## BEGIN DATA RECORDS
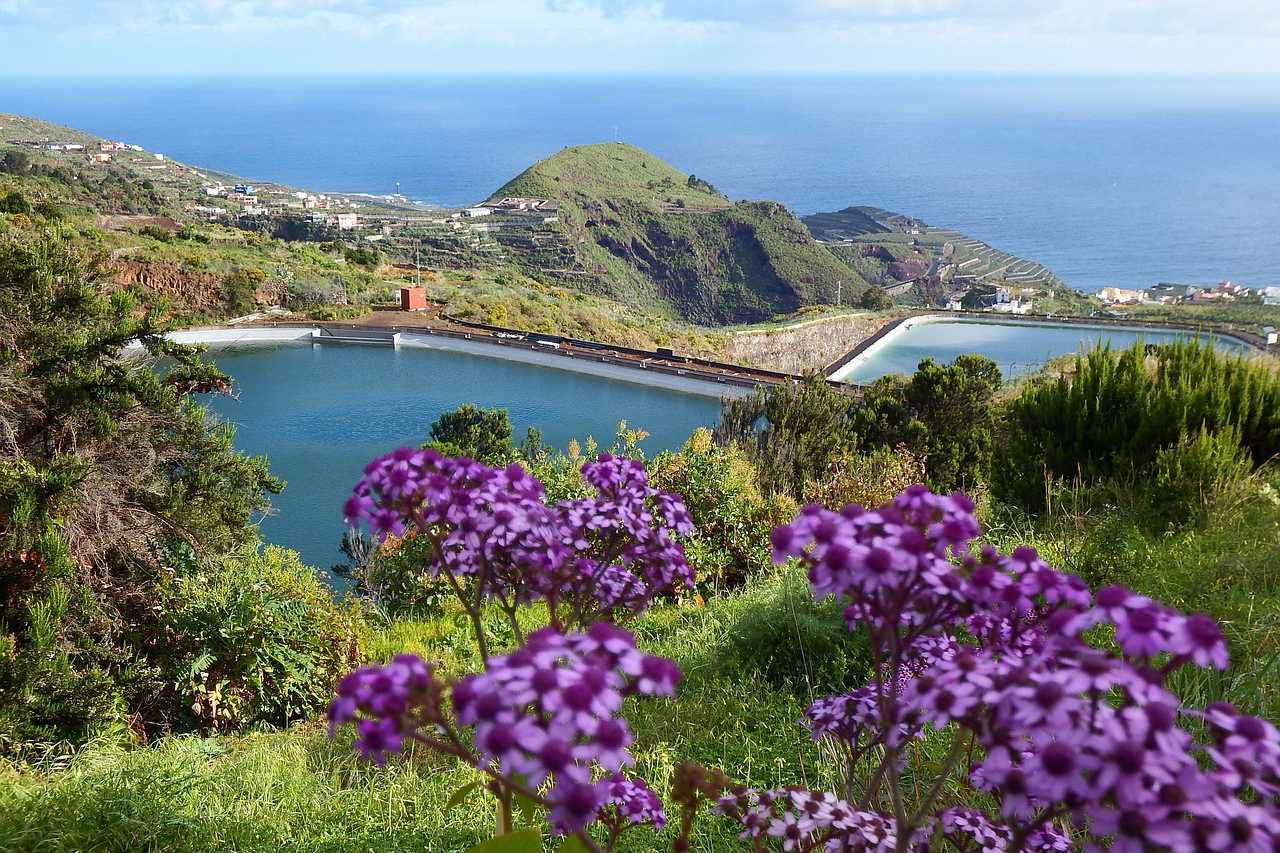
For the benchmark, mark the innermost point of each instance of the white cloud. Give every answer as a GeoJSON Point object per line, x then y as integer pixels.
{"type": "Point", "coordinates": [640, 35]}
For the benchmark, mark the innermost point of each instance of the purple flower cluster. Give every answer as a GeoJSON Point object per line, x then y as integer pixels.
{"type": "Point", "coordinates": [387, 703]}
{"type": "Point", "coordinates": [634, 802]}
{"type": "Point", "coordinates": [804, 820]}
{"type": "Point", "coordinates": [615, 551]}
{"type": "Point", "coordinates": [992, 648]}
{"type": "Point", "coordinates": [548, 712]}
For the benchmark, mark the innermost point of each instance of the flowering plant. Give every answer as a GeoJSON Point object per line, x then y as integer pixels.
{"type": "Point", "coordinates": [494, 539]}
{"type": "Point", "coordinates": [1065, 742]}
{"type": "Point", "coordinates": [542, 723]}
{"type": "Point", "coordinates": [1064, 730]}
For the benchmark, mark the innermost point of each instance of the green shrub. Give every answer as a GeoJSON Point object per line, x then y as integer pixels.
{"type": "Point", "coordinates": [240, 290]}
{"type": "Point", "coordinates": [790, 641]}
{"type": "Point", "coordinates": [484, 434]}
{"type": "Point", "coordinates": [1193, 474]}
{"type": "Point", "coordinates": [944, 414]}
{"type": "Point", "coordinates": [874, 299]}
{"type": "Point", "coordinates": [118, 474]}
{"type": "Point", "coordinates": [156, 232]}
{"type": "Point", "coordinates": [337, 313]}
{"type": "Point", "coordinates": [732, 520]}
{"type": "Point", "coordinates": [868, 479]}
{"type": "Point", "coordinates": [1115, 411]}
{"type": "Point", "coordinates": [14, 203]}
{"type": "Point", "coordinates": [255, 638]}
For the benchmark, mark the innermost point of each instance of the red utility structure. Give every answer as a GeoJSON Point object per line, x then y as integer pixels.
{"type": "Point", "coordinates": [412, 299]}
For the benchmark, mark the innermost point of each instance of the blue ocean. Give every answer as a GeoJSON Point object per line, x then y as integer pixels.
{"type": "Point", "coordinates": [1107, 181]}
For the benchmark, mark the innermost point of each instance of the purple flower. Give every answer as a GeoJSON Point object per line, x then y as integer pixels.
{"type": "Point", "coordinates": [635, 802]}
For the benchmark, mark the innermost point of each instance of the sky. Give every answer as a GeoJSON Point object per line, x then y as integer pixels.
{"type": "Point", "coordinates": [145, 37]}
## END DATA RECORDS
#### WHAT THE EXERCISE ASKS
Write out again the rows from the line containing "of the sky." through the end of the rows, both ends included and every line kept, but shift each coordinate in the answers up by 66.

#### EXPECTED ANSWER
For the benchmark, mark the innermost point of each instance of the sky. Give every answer as a GeoJSON Point object per line, x then y as integer pixels.
{"type": "Point", "coordinates": [211, 103]}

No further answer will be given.